**What is expected**
Please count the lines in the rows below that contain the string "Task" and reply with only that number.

**Dataset extract**
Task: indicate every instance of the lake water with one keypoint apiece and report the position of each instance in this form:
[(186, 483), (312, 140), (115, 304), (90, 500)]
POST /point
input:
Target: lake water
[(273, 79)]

--

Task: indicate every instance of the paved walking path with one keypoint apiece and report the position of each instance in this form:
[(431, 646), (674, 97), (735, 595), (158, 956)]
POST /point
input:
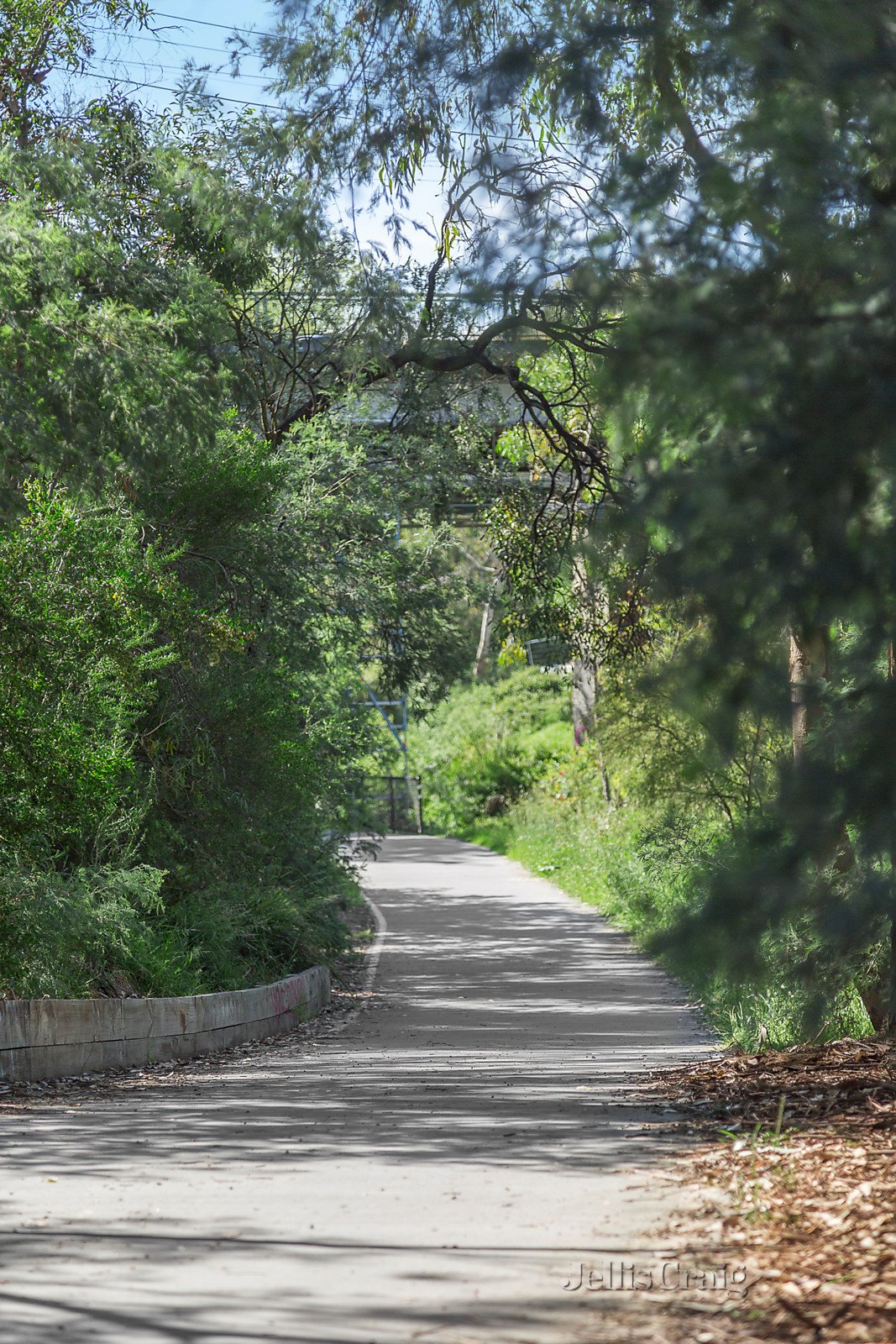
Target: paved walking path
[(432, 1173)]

**Final answer**
2